> [SUPPLIED PASSAGE]:
------

Late in the day, near the end of the third round, San Francisco traded its 92nd pick to the Colts for Indianapolis’ spot at No.97 early in Saturday’s fourth round while receiving Indianapolis’ fifth-round selection in 2013.
James is confident he can contribute in the return game and joked perhaps even block a field goal.
“I haven’t blocked any yet, but I will. Coming soon, I’m going to block some,” he said from his home in Texas. “I know who Kendall Hunter is. He’s from East Texas too, so I know exactly who he is. But I like Brandon Jacobs. He’s a good running back and so is Frank Gore. I look up to him. I think he’s an awesome running back. I think he’s one of the best running backs in the league. So, if I have to sit behind him and learn, it’s just a good opportunity for me to get better.”
Harbaugh and Baalke love Jenkins’ versatility, too.
Jenkins got called “E.T.” as a teen for his conspicuously large hands and long fingers. He didn’t mind then, and now he relishes the nickname. He could palm a basketball by age 12, and those hands have served him well ever since.
On Friday, when the Niners formally introduced their top pick, Jenkins juggled a football for photographers and spun it on the ground right over the large SF at the 50-yard line of one of the team’s practice fields.
As for the references to the sci-fi movie hit, “E.T., The Extra-Terrestrial,” Jenkins said, “I don’t mind, I don’t care, it’s cool.”
Jenkins is on a cross-country joy ride after flying into the Bay Area from his hometown of Jacksonville, Fla.
Jenkins beamed while holding up his new red No. 17 Niners jersey. When asked why that number after wearing No. 8, he quipped, “Seven plus one is eight.”

------

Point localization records
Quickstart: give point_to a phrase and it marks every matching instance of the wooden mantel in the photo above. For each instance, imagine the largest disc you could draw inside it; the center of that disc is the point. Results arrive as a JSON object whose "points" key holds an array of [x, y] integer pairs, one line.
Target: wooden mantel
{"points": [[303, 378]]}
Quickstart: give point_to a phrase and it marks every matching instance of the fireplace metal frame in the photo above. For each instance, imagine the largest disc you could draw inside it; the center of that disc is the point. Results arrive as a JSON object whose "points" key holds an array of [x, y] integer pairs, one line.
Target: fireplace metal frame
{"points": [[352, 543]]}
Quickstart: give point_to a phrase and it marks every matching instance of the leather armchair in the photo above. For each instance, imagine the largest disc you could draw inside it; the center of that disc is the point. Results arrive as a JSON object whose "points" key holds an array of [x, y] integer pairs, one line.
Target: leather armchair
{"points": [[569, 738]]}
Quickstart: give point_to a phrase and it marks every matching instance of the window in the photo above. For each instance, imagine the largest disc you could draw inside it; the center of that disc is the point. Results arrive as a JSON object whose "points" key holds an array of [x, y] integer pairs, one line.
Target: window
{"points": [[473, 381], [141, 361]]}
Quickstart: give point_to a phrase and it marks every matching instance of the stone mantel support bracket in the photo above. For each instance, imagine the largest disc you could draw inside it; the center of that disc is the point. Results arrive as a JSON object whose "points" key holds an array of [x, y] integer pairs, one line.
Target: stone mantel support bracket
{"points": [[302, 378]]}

------

> [TASKS AND EXERCISES]:
**A)** List every person whom the draft article mentions by name.
**B)** According to the draft article, is each statement true? (i) Jenkins was called "E.T." as a teen because of his hands and fingers. (ii) James says he has already blocked a field goal. (iii) Jenkins wore No. 8 before receiving No. 17.
These records are separate material and are not connected to the draft article.

> [TASK-BY-TASK RESULTS]:
**A)** James, Kendall Hunter, Brandon Jacobs, Frank Gore, Harbaugh, Baalke, Jenkins

**B)**
(i) Yes: "Jenkins got called “E.T.” as a teen for his conspicuously large hands and long fingers."
(ii) No: "I haven’t blocked any yet, but I will."
(iii) Yes: "When asked why that number after wearing No. 8"